▶ [WORK TO BE COMPLETED]: Rewrite the material below with "photo" in place of every "scene", leaving all else unchanged and omitting the pictures.

▶ [MATERIAL PROVIDED]:
___

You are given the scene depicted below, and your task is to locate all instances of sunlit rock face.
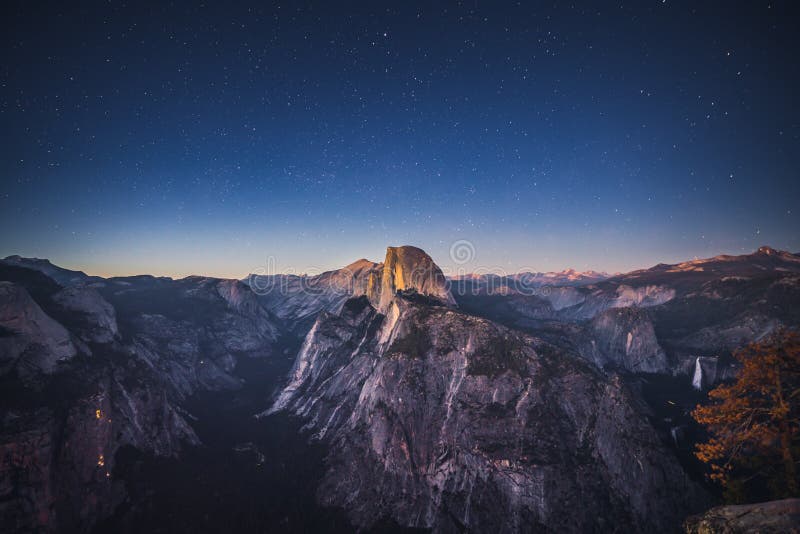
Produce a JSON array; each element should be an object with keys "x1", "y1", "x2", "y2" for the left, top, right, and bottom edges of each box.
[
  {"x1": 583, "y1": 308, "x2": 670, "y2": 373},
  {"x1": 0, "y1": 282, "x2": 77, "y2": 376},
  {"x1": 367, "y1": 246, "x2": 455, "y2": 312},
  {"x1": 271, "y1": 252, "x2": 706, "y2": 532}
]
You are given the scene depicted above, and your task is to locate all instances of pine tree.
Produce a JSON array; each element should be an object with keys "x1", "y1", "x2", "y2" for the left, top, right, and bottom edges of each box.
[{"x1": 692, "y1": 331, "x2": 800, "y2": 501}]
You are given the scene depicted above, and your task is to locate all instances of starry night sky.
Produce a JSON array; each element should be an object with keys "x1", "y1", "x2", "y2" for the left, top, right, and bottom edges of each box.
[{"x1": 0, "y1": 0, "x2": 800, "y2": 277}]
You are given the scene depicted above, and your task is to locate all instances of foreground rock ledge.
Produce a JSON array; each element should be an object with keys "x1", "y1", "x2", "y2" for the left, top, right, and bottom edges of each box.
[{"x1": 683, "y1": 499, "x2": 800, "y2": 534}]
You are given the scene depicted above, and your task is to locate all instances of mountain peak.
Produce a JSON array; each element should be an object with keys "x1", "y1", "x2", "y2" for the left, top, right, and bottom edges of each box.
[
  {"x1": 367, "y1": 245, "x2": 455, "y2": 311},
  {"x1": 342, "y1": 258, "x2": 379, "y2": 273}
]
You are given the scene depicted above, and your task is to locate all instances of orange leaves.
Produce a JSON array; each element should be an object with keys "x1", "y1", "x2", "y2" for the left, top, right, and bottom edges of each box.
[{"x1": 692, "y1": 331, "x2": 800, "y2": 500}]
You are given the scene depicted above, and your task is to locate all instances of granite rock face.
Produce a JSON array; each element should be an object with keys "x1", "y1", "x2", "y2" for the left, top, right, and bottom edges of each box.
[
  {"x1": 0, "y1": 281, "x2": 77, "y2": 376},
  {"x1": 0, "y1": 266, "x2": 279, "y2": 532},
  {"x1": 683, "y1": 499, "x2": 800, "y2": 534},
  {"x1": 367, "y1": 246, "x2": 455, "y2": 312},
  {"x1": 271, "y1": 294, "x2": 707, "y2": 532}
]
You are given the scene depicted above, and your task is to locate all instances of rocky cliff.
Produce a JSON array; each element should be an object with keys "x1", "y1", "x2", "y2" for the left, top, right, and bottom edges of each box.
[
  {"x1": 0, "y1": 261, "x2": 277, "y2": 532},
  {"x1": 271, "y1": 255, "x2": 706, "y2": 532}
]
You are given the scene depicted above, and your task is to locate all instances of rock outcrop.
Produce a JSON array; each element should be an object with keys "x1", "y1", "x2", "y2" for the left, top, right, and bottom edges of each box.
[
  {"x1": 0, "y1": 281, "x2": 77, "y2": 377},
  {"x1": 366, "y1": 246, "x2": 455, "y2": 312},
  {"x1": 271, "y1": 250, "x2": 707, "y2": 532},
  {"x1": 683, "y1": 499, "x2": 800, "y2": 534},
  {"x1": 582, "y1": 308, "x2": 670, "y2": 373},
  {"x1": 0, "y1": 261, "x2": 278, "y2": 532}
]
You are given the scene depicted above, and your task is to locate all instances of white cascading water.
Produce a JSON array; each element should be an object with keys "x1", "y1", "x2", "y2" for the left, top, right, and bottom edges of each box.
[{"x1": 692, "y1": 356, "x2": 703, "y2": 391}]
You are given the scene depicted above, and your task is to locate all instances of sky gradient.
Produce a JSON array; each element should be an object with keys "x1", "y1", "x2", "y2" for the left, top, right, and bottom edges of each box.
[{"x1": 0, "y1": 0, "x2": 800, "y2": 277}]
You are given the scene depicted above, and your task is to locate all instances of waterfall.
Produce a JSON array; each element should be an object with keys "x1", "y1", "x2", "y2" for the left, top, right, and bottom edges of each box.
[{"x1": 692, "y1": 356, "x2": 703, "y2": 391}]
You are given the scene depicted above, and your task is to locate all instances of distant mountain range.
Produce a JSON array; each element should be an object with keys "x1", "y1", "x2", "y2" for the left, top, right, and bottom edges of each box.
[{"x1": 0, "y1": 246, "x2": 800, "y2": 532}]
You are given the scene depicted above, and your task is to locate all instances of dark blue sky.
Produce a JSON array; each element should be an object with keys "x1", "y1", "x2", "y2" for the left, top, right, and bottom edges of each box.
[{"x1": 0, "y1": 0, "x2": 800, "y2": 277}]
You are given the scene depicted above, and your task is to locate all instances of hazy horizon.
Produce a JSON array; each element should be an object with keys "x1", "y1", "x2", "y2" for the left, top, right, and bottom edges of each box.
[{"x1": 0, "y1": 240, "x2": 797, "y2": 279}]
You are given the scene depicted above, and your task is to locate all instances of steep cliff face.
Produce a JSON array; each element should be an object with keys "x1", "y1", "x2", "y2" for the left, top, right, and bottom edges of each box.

___

▶ [EXERCISE SOLUTION]:
You are given the photo depicted below, and your task is to locate all instances of sunlit rock face.
Produce a JSON array; each element should be an object with keys "x1", "y1", "x2", "y2" for the left, top, right, and bottom edges of each box.
[
  {"x1": 583, "y1": 308, "x2": 670, "y2": 373},
  {"x1": 0, "y1": 282, "x2": 77, "y2": 376},
  {"x1": 367, "y1": 246, "x2": 455, "y2": 312},
  {"x1": 271, "y1": 252, "x2": 706, "y2": 532}
]
You are given the photo depicted above, and your task is to locate all instances of pine tree.
Produce a JSON array; each element should be an object with keys "x1", "y1", "x2", "y2" for the left, top, right, and bottom edges of each box.
[{"x1": 692, "y1": 331, "x2": 800, "y2": 501}]
You are given the photo depicted above, and your task is to locate all instances of starry night sky.
Produce a JSON array; each element should be an object with keys "x1", "y1", "x2", "y2" for the left, top, right, and bottom edges of each box.
[{"x1": 0, "y1": 0, "x2": 800, "y2": 277}]
You are given the photo depicted above, and your task is to locate all instances of foreground rock ledge.
Produce a JSON array; each element should be an object with keys "x1", "y1", "x2", "y2" for the left, top, right, and bottom edges of each box.
[{"x1": 683, "y1": 499, "x2": 800, "y2": 534}]
You are given the photo depicted above, and your task is to locate all instances of mountain peak.
Produce a JSON array; each element should be an object with keys "x1", "y1", "x2", "y2" for the left, top, right, and bottom edges of each box.
[
  {"x1": 367, "y1": 245, "x2": 455, "y2": 311},
  {"x1": 342, "y1": 258, "x2": 379, "y2": 273}
]
You are given the photo depicted above, and your task is to locate all instances of orange leaves.
Produce a JSON array; each element should be an object with keys "x1", "y1", "x2", "y2" for the left, top, right, and bottom edges of each box.
[{"x1": 692, "y1": 331, "x2": 800, "y2": 500}]
You are given the photo depicted above, and your task is to locate all instances of granite rock face.
Produce a JSON array; each element should be an object with keys "x1", "y1", "x2", "y2" for the left, top, right, and bottom edges of each box.
[
  {"x1": 0, "y1": 281, "x2": 77, "y2": 376},
  {"x1": 0, "y1": 266, "x2": 279, "y2": 532},
  {"x1": 683, "y1": 499, "x2": 800, "y2": 534},
  {"x1": 367, "y1": 246, "x2": 455, "y2": 312},
  {"x1": 271, "y1": 294, "x2": 707, "y2": 532}
]
You are given the photo depicted above, and your task is to locate all instances of rocky cliff.
Produce a JSON array; each element should be an object with keys "x1", "y1", "x2", "y2" for the left, top, right, and bottom edges of each box.
[
  {"x1": 0, "y1": 261, "x2": 277, "y2": 532},
  {"x1": 271, "y1": 255, "x2": 706, "y2": 532}
]
You are given the photo depicted above, and your task is to locate all instances of rock outcrop.
Produce a JSON array; each element should be an object with keys "x1", "y1", "x2", "y2" for the left, top, right, and bottom edges of each box.
[
  {"x1": 0, "y1": 281, "x2": 77, "y2": 377},
  {"x1": 366, "y1": 246, "x2": 455, "y2": 312},
  {"x1": 271, "y1": 250, "x2": 707, "y2": 532},
  {"x1": 683, "y1": 499, "x2": 800, "y2": 534},
  {"x1": 582, "y1": 308, "x2": 670, "y2": 373},
  {"x1": 0, "y1": 261, "x2": 278, "y2": 532}
]
You are given the photo depicted above, and your task is to locate all instances of white cascading water.
Produce a JSON array; each element should be an object with keys "x1", "y1", "x2", "y2" for the left, top, right, and bottom edges of each box.
[{"x1": 692, "y1": 356, "x2": 703, "y2": 391}]
You are given the photo depicted above, and your task is to locate all instances of sky gradient.
Produce a JSON array; each element should be an object with keys "x1", "y1", "x2", "y2" for the left, top, right, and bottom edges of each box.
[{"x1": 0, "y1": 0, "x2": 800, "y2": 277}]
You are given the photo depicted above, and your task is to locate all instances of waterfall.
Produce a JSON array; each element should be an object with keys "x1", "y1", "x2", "y2" for the left, top, right, and bottom edges of each box.
[{"x1": 692, "y1": 356, "x2": 703, "y2": 391}]
You are given the photo depicted above, and your task is to locate all instances of distant mountain range.
Produce a JSON array; each element should be an object with keys "x1", "y1", "x2", "y2" for the left, top, right, and bottom edges of each box.
[{"x1": 0, "y1": 246, "x2": 800, "y2": 532}]
You are given the photo depicted above, and your task is to locate all instances of dark blue sky.
Produce a JSON array; each element should be an object with keys "x1", "y1", "x2", "y2" for the left, top, right, and bottom edges of each box.
[{"x1": 0, "y1": 0, "x2": 800, "y2": 277}]
You are given the photo depicted above, and your task is to locate all instances of hazy horizon.
Produce a JSON array; each element should be an object with keys "x1", "y1", "x2", "y2" for the left, top, right, and bottom edges of each box.
[{"x1": 0, "y1": 240, "x2": 797, "y2": 279}]
You are given the photo depicted above, and your task is to locate all instances of steep cliff face.
Produce a JSON array; each element should be an object with keys "x1", "y1", "x2", "y2" for the left, top, right, and bottom edges of each box.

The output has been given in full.